## Text
- - -

Following the decision, many of the plaintiffs expressed an intent to find other means by which they could continue contesting the seizure of their homes. Soon after the decision, city officials announced plans to charge the residents of the homes for back rent for the five years since condemnation procedures began. The city contended that the residents have been on city property for those five years and owe tens of thousands of dollars of rent. In June 2006, Governor M. Jodi Rell intervened with New London city officials, proposing the homeowners involved in the suit be deeded property in the Fort Trumbull neighborhood so they could retain their homes. A group of New London residents formed a local political party, One New London, to combat the takings.

The controversy was eventually settled when the city paid substantial additional compensation to the homeowners, and agreed to move Kelo's home to a new location. The land was never deeded back to the original homeowners, most of whom have left New London for nearby communities. Three years after the Supreme Court case was decided, the Kelo house was dedicated after being relocated to 36 Franklin Street, a site close to downtown New London. Susette Kelo, however, has moved to a different part of Connecticut.

- - -

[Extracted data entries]
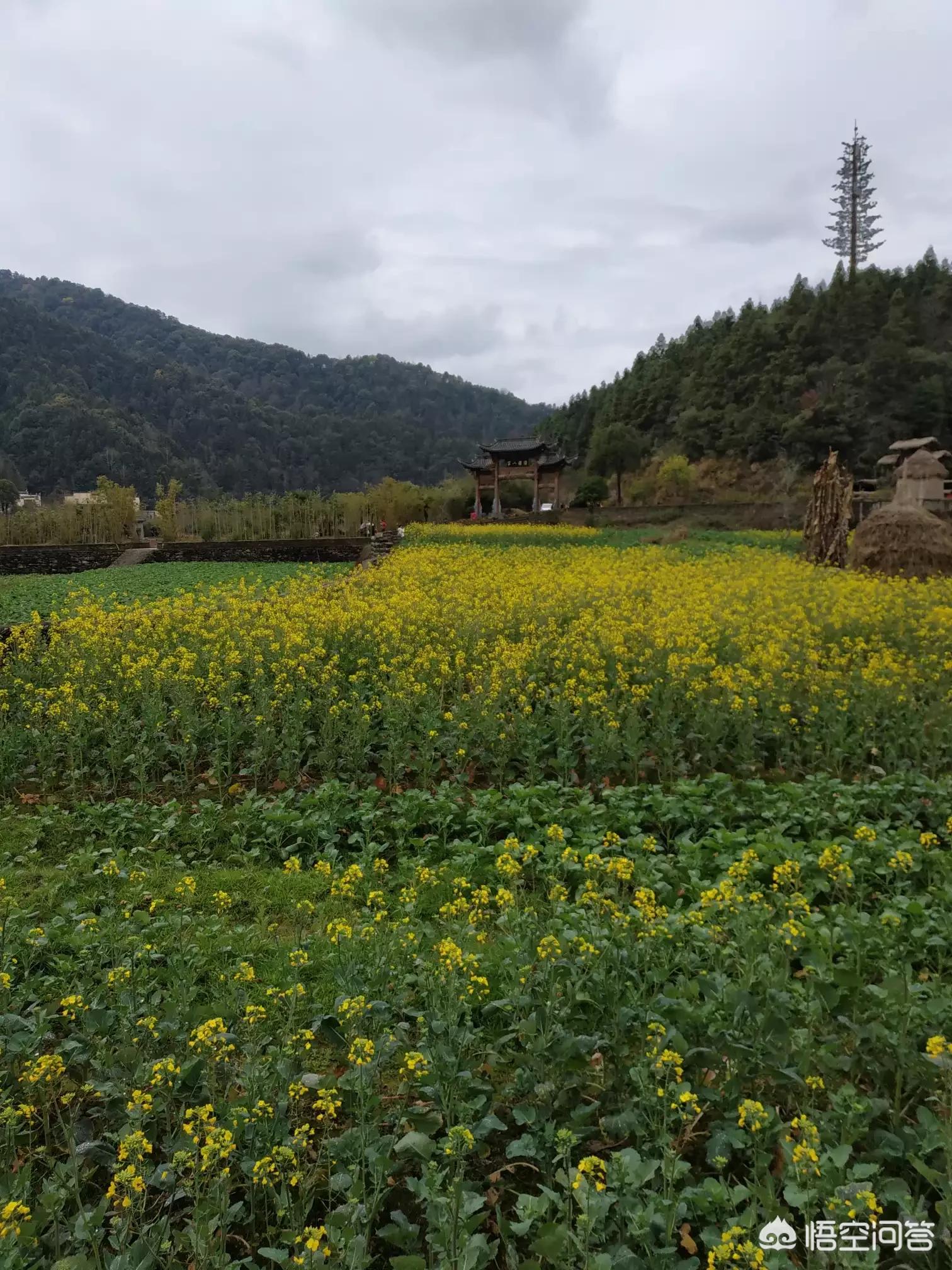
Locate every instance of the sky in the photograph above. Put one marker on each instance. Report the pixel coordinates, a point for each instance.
(521, 192)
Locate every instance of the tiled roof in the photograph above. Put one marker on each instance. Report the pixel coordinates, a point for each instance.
(915, 443)
(514, 445)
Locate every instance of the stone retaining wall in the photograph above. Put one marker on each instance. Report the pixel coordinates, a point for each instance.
(99, 556)
(293, 550)
(57, 559)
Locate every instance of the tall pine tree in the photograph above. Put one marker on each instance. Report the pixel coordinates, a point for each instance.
(853, 230)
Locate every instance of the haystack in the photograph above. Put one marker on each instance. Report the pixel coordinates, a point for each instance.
(903, 542)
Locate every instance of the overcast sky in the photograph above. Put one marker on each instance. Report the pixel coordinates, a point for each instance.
(522, 192)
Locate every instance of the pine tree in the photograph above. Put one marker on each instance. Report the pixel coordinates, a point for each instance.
(853, 230)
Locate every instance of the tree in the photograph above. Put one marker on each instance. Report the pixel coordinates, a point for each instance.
(674, 478)
(853, 234)
(166, 510)
(613, 451)
(592, 492)
(118, 508)
(9, 496)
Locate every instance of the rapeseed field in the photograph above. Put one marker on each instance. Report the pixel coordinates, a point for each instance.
(578, 662)
(528, 901)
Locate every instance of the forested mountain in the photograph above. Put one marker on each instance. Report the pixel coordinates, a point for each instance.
(847, 365)
(91, 385)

- - -

## Tasks to complete
1 - Copy the passage on the New London takings word for word, starting at "Following the decision, many" and ending at "combat the takings.".
2 - According to the passage on the New London takings, to what address was the Kelo house relocated?
These rows were taken from a separate source.

## Solutions to the exercise
1 -
Following the decision, many of the plaintiffs expressed an intent to find other means by which they could continue contesting the seizure of their homes. Soon after the decision, city officials announced plans to charge the residents of the homes for back rent for the five years since condemnation procedures began. The city contended that the residents have been on city property for those five years and owe tens of thousands of dollars of rent. In June 2006, Governor M. Jodi Rell intervened with New London city officials, proposing the homeowners involved in the suit be deeded property in the Fort Trumbull neighborhood so they could retain their homes. A group of New London residents formed a local political party, One New London, to combat the takings.

2 - 36 Franklin Street, close to downtown New London.